_原始资料_
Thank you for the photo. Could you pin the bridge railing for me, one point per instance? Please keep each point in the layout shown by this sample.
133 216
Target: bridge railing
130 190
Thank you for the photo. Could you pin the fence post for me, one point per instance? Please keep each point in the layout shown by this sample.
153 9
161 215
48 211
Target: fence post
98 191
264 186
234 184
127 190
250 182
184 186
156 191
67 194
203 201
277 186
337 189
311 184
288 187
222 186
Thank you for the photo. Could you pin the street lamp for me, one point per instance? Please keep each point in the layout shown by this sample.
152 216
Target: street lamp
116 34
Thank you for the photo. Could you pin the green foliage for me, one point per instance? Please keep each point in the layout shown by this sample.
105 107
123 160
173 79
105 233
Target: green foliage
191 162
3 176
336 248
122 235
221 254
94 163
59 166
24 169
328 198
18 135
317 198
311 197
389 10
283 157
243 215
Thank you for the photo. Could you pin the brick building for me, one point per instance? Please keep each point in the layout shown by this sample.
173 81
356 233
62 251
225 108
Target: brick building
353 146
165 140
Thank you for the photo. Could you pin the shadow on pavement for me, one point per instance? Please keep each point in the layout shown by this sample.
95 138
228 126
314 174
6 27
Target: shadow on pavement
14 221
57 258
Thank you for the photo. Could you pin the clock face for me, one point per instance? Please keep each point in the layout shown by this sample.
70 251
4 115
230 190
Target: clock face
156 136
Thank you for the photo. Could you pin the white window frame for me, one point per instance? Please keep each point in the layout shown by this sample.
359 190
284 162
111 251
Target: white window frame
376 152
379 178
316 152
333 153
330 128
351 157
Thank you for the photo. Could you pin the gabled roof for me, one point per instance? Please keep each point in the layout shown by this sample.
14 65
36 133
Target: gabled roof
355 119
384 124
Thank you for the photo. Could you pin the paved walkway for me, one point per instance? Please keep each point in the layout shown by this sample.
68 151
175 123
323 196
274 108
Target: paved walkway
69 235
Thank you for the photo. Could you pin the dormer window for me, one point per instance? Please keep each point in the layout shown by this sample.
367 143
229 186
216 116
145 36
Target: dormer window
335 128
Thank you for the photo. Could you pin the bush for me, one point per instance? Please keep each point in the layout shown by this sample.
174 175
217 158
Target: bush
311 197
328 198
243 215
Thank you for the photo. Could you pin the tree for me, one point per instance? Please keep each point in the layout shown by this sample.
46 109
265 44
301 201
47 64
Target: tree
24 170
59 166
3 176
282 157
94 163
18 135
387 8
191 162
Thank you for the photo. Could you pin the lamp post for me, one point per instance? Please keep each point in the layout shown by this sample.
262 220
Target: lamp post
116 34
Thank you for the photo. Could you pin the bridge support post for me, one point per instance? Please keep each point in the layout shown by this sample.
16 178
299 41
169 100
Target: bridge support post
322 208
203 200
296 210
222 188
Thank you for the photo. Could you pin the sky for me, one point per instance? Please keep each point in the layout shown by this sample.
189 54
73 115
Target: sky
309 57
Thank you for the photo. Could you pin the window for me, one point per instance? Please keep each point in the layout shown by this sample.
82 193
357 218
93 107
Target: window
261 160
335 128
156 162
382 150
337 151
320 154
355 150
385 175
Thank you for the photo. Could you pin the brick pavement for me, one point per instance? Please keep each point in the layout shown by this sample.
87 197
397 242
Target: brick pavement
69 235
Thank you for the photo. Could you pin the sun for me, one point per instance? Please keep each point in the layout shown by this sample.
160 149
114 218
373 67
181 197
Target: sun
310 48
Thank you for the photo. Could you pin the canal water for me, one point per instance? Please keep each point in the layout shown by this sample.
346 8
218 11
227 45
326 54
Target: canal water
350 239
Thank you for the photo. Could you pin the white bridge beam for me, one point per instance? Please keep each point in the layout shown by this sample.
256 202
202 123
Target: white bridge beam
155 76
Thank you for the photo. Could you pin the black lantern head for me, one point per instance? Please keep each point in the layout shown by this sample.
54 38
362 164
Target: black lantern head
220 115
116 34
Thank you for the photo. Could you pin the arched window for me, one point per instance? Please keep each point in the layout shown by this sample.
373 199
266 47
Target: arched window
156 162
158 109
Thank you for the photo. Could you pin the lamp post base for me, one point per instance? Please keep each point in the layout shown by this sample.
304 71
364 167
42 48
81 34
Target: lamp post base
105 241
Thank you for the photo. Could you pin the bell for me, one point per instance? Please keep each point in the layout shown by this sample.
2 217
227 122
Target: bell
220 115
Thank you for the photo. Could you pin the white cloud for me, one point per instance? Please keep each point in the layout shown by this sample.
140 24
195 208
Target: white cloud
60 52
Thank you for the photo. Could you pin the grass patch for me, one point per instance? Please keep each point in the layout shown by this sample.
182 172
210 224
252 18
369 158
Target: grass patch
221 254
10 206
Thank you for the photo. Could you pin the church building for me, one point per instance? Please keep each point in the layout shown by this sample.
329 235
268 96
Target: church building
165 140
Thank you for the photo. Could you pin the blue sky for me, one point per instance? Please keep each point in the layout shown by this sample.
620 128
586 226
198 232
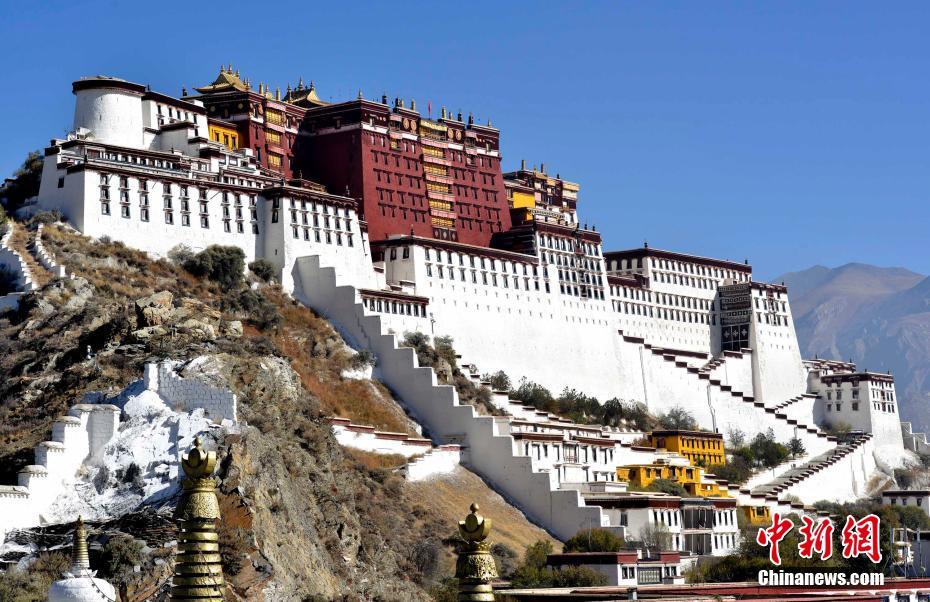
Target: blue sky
787 133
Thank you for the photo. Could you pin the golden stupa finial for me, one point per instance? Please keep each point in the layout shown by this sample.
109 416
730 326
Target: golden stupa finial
80 561
475 568
198 572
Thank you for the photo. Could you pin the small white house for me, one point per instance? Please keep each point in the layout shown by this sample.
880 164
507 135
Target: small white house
919 498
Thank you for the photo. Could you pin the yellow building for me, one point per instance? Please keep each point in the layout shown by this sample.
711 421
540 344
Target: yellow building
757 516
689 477
224 134
701 449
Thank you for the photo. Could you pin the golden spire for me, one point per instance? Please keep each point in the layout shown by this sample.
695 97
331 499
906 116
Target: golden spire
475 568
198 574
80 561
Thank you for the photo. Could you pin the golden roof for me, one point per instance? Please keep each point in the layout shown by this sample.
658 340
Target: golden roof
304 95
226 81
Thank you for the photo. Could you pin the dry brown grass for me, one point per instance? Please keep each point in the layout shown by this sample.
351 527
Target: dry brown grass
450 496
314 349
362 401
373 461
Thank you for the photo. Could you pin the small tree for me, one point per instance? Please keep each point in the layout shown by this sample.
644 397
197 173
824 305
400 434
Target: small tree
678 419
655 538
505 558
796 447
223 265
668 486
736 437
499 380
263 269
25 182
594 540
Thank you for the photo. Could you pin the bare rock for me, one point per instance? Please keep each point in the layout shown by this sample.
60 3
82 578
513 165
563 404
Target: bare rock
232 328
154 309
144 334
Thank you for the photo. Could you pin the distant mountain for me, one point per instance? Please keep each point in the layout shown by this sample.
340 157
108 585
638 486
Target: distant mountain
878 317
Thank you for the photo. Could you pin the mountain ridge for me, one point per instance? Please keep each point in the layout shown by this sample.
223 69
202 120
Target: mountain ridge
878 317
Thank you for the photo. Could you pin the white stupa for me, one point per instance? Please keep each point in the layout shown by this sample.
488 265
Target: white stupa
80 585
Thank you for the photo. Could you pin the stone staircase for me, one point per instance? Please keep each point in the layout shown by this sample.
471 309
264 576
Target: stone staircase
24 244
776 412
808 469
486 444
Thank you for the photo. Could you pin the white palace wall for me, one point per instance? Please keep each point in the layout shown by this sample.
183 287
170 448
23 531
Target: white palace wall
75 438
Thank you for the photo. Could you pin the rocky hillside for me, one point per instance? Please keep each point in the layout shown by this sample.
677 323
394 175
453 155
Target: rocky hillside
302 519
878 317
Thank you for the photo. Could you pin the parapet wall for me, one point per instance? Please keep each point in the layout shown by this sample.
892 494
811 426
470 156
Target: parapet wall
76 437
188 394
11 260
47 259
366 438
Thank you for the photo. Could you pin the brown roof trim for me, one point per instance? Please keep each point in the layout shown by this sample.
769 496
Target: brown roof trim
701 434
633 501
178 125
393 295
453 246
585 235
152 95
848 376
643 252
92 83
287 190
764 286
576 558
553 437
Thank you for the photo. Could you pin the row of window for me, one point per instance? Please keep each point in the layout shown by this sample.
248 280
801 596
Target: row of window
323 236
487 279
563 244
144 216
402 308
664 313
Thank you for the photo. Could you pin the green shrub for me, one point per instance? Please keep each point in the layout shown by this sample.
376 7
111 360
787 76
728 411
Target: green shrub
736 471
667 486
180 254
363 359
223 265
678 419
46 217
594 540
25 182
121 554
505 558
499 380
263 269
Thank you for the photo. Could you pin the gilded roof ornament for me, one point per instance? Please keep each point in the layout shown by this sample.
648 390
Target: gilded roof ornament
198 573
475 568
80 561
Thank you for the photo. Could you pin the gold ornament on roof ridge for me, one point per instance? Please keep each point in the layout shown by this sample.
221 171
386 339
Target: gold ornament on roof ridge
80 560
198 573
475 568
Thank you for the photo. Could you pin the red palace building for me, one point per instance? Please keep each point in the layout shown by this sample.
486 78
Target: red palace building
412 175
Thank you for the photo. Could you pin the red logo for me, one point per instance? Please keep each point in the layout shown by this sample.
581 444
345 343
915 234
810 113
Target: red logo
862 537
773 535
816 537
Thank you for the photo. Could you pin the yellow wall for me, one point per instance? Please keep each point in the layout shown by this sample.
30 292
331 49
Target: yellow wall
693 446
757 515
690 477
523 200
226 136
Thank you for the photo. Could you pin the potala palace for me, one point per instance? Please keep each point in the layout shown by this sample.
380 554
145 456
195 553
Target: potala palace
389 221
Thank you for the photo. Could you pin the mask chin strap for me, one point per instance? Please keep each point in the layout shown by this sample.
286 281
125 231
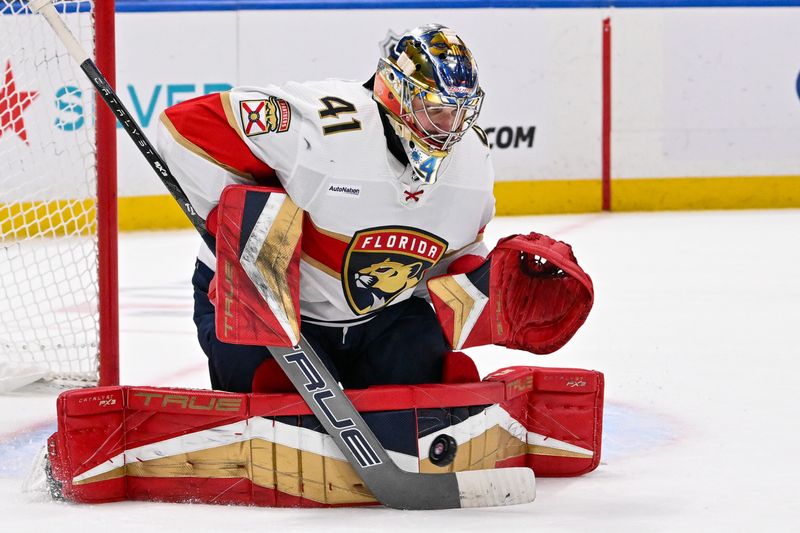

_任务要求_
能否把从含有“Thank you for the photo. Could you pin the gold ornament”的那一行起、直到末尾为止的各行一字不改地重抄一遍（首尾两行都算在内），但不要把图片放进答案里？

_本题输出_
Thank you for the photo. Could you pin the gold ornament on roof ridge for me, one point per instance? Please keep each point in the layout shown by this sample.
221 171
386 339
Target: gold ornament on roof ridge
80 560
198 573
475 568
Thank you for the photo. Could you pin the red palace building for me, one point per instance? Please keep each point in the layout shown by this sample.
486 78
Target: red palace building
412 175
Thank you for the photo. Could you pin the red logo for me, one point per instance? Please keep each point in the layout shown by this sample.
581 444
345 343
915 234
810 113
Target: red logo
862 537
773 535
816 537
Thank you for the photo. Could you pin the yellow wall for me, one point per instance? Please keep each point in the layout shown by this sample.
30 292
331 49
Target: yellow wall
693 446
757 515
690 477
523 200
226 136
Thank you for the photo. Could you pin the potala palace for me, one point per instance? Please keep each point in the layout shown by this sample.
380 554
145 456
195 553
Target: potala palace
389 221
Thank you for the photo. Could you pin the mask chin strap for me, one point per instance? Please keep each point in the layout shown by this sample.
286 281
125 231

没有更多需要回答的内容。